Aufgaben:
a: Welchen Komponisten nennt der Text über Mythologie und Musik beim Namen?
b: Aktualisiere im Text über Mythologie und Musik den Abschnitt zwischen "In den verschiedenen" und "der Mythologie ist.", einschließlich dieser Wörter, und setze dabei "Musiker" an die Stelle von "Künstler".
c: Führe den Text über Mythologie und Musik dort weiter, wo er aufhört.

Text:
Wenn man über den Ursprung des Bösen nachdenkt, kommen einem die großen Götter- und Heldensagen in die Erinnerung. Wenn wir Texte davon haben, brauchen wir eine lebendige Phantasie, um die wahre Bedeutung einer Sage zu fassen. So zum Beispiel die Figuren Hera und Zeus. Es bleiben leicht einfach nur Namen, wenn wir nicht versuchen, die Figuren so intensiv wie möglich zu erleben.
In den verschiedenen Kunstformen finden wir eine großartige Hilfe, um unsere Bilder zu verlebendigen. Künstler können uns erfassen lassen, was eigentlich die tiefere Bedeutung zum Beispiel von bestimmten Figuren und Geschehnissen aus der Mythologie ist.
Vielleicht ist die Musik die eindrücklichste Art, unsere schwachen Gedanken und Gefühle zum Leben zu erwecken. Und wir mögen von einem Komponisten wie Richard Wagner denken, was wir wollen – wir sollten bei unserer Meinungsbildung immer mit bedenken, dass er lebte und starb, bevor der Zweite Weltkrieg ausbrach, bevor die darin lebende Ideologie aufkam. Wagner war ein Meister in der bis in die feinsten Details geführten Darstellung des Handelns und der Emotionen von Personen – seien sie menschlich oder göttlich. Er behandelt seine Themen mit großem Mut. Durch die Langsamkeit der Handlung erreicht er, dass er nicht durch eine schnelle Folge, sondern gerade durch eine erweiterte Form der Handlung die Spannung erzeugt. Die Musik gibt dieser Spannung zusätzliche Kraft, gibt Emotion, den dramatischen Ton.

Auszüge der Auflistung:
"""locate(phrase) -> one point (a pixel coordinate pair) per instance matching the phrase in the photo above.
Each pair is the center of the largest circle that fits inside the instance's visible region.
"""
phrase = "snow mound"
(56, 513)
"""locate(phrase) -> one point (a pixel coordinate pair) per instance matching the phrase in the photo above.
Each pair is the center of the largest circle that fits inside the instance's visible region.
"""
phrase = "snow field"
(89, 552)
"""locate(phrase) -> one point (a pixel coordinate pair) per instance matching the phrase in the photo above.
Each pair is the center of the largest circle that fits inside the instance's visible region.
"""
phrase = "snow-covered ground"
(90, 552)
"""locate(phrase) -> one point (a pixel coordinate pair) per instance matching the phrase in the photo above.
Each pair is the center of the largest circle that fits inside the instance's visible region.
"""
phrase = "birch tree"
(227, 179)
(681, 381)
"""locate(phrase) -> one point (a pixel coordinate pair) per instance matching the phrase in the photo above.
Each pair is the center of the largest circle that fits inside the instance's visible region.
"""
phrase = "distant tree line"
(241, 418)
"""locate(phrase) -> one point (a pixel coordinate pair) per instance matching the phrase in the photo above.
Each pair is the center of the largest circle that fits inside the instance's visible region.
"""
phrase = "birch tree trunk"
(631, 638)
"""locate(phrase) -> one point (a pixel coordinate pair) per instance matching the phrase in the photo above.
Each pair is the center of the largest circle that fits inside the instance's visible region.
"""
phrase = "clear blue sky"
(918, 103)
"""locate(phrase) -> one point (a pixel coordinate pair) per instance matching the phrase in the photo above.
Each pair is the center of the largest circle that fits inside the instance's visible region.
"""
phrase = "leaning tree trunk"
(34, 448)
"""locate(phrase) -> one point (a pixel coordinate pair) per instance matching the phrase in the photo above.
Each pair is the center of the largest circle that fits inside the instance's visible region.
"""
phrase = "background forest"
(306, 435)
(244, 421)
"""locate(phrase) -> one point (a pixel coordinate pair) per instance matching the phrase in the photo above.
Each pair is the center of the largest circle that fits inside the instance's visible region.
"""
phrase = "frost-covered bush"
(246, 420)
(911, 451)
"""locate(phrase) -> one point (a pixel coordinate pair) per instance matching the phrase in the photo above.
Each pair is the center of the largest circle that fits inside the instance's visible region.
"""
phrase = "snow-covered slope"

---

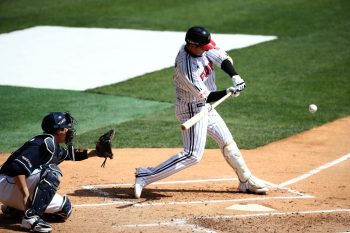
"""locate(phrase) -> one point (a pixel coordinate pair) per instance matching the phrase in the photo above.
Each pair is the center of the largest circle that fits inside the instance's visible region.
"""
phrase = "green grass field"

==

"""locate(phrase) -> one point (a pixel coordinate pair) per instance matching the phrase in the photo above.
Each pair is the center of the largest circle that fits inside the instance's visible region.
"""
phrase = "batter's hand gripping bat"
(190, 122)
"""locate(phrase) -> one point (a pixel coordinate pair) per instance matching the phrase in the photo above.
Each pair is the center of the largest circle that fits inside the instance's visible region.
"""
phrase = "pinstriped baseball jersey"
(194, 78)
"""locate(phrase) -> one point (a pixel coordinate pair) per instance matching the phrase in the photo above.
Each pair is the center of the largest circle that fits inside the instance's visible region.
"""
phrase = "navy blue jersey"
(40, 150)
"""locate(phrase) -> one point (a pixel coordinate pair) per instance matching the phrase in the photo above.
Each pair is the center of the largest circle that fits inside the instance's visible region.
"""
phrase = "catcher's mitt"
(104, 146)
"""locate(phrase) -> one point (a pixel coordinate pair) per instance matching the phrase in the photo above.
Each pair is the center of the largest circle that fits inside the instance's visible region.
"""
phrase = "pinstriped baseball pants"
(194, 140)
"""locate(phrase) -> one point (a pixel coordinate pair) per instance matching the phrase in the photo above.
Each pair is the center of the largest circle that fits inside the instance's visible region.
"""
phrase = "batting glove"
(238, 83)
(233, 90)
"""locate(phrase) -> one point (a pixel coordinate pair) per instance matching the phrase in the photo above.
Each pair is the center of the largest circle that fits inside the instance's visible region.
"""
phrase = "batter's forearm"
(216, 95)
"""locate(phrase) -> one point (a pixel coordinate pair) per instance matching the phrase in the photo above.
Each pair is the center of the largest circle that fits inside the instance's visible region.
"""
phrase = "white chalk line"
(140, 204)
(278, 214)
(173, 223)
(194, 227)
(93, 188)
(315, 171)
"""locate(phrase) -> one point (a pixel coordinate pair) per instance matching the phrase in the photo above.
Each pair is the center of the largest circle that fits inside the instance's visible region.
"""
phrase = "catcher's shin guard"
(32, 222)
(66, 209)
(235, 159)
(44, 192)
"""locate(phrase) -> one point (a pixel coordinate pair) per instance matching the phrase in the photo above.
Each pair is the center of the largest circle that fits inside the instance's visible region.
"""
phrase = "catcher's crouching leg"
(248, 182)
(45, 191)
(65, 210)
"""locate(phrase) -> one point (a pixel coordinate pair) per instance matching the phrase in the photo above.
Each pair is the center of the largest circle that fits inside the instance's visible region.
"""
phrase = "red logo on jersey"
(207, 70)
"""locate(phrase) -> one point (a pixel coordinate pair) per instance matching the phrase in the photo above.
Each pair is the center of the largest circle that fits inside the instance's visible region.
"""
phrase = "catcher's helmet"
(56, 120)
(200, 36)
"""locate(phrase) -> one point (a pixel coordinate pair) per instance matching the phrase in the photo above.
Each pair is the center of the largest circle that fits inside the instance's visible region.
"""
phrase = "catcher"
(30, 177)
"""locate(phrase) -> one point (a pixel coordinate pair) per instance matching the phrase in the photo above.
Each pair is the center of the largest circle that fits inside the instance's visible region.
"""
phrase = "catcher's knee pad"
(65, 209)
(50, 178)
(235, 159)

Lösungen:
a: Richard Wagner

b:
In den verschiedenen Kunstformen finden wir eine großartige Hilfe, um unsere Bilder zu verlebendigen. Musiker können uns erfassen lassen, was eigentlich die tiefere Bedeutung zum Beispiel von bestimmten Figuren und Geschehnissen aus der Mythologie ist.

c:
In 'Die Walküre' wird die alte germanische Mythologie gezeigt. Auf berührende Weise wird die Trennung zwischen dem Gott Wotan und seiner liebsten Tochter Brünnhilde gezeigt. In den dramatischen Szenen wird deutlich, das alles Geschehen auf Erden, zwischen Menschen, von den Göttern gelenkt wird. Ein Mann kann glauben, dass er seinen Gegner überwunden habe – doch er vermag dies nur dadurch, dass er während seines tapferen Kampfes die Hilfe der Götter erhält.
Die tapfersten Krieger werden nach Walhalla gebracht, nachdem sie auf dem Schlachtfeld gestorben sind. Die Führer dorthin sind: die Walküren. Töchter Wotans, durch die Luft reitend, um nur auf Erden zu erscheinen, um den Tod zu verkünden und den Gestorbenen nach Walhalla zu führen, wo er sich zu den anderen Helden gesellen und an der Tafel der Götter sitzen darf.
Die Götter beschließen, wer sterben muss, wer gewinnen darf – die Walküren führen aus, was die Götter beschlossen haben.
Dann kommt die tief berührende Szene, in der Brünnhilde weiß, dass ihr Vater Wotan einen Mann – Siegmund – am Leben erhalten will, doch seine Ehefrau Fricka erlaubt dies nicht – und er muss nachgeben. Brünnhilde muss die Niederlage herbeiführen...
Als sie aber die irdische, tiefe Liebe sieht, die Siegmund für Sieglinde hat, für die er sogar seine Zukunft in Walhalla aufgeben will, beschließt sie, ihn zu retten – im vollen Bewusstsein, dass sie im Widerspruch zu dem Willen ihres Vaters, dem Gott, handelt.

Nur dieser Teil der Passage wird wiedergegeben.